## 提示テキスト
カラヴァッジョ展@あべのハルカス美術館

イタリア旅行でお気に入りのカラヴァッジョ

旅行で知って気に入った画家であるカラバッジョが来ると楽しみにしていました。

今回やっと観覧でき、大満足の展覧会になりました。

印象派の画家の展覧会は多く開催され機会が多いですが、バロック期の画家の作品はなかなか珍しく感じます。

絵画以外の情報量が多く、画家に詳しくなくても楽しめる展覧会

普段の展覧会では絵画と少しの絵画の説明文程度しか情報量がありません。

展覧会のメインの画家の作品なら説明が豊富なケースが多いですが、その他の作品に関しては作品名と画家の名前のみであることも少なくありません。

しかし今回はカラヴァッジョ以外の画家の作品に作品の紹介とその画家から見たカラヴァッジョ印象が紹介されています。

画家の作品だけでなく、パーソナリティーに迫った展示の工夫が今回の展覧会の魅力です。

素行不良の画家が描く緻密な絵画

カラヴァッジョは初期の頃、緻密な静物画と得意としていました。その実力が認められ有名になった画家ですが、何しろ素行の悪さで有名です。

夜な夜な剣を腰に差して出かけては喧嘩をするような人間だったそう。

それがエスカレートして殺人を犯し逃亡生活を送るはめになりました。生活に苦悩が満ちれば満ちるほどに、描かれる人物の表情は力強く、真に迫るものになりました。

## 課題
カラヴァッジョ展の記事から、タイトルを除いた小見出しをすべて書き出してください。

## データ抜粋
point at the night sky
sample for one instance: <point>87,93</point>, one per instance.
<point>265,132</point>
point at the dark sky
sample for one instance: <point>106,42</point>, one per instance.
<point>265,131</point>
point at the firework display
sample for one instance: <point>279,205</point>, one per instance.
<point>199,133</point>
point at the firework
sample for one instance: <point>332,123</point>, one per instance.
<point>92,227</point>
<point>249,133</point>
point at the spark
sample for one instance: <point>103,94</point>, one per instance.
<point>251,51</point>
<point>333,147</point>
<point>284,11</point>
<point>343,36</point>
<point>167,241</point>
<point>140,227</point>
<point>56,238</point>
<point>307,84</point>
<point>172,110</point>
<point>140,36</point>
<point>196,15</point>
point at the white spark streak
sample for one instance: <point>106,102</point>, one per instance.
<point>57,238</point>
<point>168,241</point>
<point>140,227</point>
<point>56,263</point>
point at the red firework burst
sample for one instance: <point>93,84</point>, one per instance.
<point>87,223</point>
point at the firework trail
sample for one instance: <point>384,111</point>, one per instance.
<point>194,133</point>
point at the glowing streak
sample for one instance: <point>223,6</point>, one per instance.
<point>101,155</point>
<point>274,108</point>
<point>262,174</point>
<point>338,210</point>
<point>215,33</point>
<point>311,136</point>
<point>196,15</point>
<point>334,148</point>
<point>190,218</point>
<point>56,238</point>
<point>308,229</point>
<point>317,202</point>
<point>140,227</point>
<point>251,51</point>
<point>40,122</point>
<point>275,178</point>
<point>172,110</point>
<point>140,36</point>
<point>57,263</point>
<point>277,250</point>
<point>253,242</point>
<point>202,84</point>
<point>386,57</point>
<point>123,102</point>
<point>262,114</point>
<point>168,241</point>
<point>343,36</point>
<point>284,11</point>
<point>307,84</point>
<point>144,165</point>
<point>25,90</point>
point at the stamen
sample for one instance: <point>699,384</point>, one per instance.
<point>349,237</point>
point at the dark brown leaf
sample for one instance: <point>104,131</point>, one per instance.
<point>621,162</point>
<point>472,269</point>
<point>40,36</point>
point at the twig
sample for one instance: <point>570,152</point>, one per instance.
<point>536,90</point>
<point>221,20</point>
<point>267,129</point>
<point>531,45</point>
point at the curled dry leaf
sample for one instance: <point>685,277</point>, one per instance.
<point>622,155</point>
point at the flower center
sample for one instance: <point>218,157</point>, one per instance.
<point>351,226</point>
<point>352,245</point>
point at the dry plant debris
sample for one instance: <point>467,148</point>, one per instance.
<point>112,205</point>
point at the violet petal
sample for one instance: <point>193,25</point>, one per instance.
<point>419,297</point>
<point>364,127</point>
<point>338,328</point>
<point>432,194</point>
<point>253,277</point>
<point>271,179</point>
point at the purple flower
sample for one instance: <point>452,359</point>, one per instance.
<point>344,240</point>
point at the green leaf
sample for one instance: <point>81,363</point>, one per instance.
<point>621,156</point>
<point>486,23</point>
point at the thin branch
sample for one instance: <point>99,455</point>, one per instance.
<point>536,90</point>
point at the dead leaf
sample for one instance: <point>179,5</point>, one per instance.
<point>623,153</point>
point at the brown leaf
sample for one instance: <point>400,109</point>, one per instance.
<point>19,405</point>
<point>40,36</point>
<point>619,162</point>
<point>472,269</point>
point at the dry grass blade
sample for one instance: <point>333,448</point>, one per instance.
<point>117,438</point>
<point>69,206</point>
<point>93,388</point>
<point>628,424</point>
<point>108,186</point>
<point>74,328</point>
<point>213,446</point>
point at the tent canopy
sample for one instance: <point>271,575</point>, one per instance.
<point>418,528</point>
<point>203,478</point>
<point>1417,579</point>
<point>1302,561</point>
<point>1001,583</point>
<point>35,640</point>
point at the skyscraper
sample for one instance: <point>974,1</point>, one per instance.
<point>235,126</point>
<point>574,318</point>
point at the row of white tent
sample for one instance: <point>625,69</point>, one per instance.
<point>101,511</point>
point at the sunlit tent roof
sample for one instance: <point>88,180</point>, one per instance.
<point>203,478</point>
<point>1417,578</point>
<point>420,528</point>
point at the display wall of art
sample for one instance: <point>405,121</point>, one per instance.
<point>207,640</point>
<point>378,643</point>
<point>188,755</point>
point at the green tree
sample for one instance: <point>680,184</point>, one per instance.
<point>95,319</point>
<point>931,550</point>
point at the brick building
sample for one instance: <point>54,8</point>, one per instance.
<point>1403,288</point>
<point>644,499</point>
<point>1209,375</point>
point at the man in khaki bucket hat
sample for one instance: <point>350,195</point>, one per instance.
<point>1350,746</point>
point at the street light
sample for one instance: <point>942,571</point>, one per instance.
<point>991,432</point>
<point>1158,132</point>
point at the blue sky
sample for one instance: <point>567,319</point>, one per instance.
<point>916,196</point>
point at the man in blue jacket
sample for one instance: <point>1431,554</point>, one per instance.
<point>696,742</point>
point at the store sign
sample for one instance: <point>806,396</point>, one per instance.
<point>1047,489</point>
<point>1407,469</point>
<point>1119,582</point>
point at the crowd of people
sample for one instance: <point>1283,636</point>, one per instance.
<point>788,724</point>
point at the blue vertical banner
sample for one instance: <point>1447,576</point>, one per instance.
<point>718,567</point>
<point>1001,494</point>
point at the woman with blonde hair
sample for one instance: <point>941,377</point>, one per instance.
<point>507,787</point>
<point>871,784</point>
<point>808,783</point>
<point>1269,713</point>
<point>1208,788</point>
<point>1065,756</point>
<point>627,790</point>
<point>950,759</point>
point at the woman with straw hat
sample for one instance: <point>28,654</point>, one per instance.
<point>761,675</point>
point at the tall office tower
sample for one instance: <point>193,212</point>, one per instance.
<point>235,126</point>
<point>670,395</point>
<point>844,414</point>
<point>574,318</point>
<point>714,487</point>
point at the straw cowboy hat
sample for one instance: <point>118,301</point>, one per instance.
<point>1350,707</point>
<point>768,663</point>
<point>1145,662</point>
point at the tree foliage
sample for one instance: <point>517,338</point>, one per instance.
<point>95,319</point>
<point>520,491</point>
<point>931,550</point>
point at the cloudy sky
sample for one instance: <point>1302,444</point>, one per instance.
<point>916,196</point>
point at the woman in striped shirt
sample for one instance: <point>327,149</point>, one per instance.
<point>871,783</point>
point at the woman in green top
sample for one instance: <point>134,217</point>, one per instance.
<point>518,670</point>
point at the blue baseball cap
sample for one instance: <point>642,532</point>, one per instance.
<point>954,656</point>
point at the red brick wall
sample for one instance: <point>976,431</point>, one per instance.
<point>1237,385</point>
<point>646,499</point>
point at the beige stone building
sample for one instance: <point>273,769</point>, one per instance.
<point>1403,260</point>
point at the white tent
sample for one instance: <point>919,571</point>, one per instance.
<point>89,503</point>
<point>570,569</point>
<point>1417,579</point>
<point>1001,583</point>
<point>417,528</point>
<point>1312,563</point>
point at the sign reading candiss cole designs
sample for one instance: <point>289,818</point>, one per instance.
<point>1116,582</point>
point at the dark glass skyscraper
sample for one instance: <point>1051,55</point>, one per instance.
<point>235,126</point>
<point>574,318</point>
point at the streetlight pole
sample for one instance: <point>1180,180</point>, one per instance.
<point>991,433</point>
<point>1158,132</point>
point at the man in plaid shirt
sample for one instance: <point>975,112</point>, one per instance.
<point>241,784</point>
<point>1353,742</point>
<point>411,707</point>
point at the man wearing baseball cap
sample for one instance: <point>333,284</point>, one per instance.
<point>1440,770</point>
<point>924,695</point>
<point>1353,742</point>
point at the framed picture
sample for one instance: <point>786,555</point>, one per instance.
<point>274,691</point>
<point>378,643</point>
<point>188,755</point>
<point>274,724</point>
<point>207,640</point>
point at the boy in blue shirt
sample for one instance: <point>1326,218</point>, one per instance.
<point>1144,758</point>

## 結果は以下
・イタリア旅行でお気に入りのカラヴァッジョ
・絵画以外の情報量が多く、画家に詳しくなくても楽しめる展覧会
・素行不良の画家が描く緻密な絵画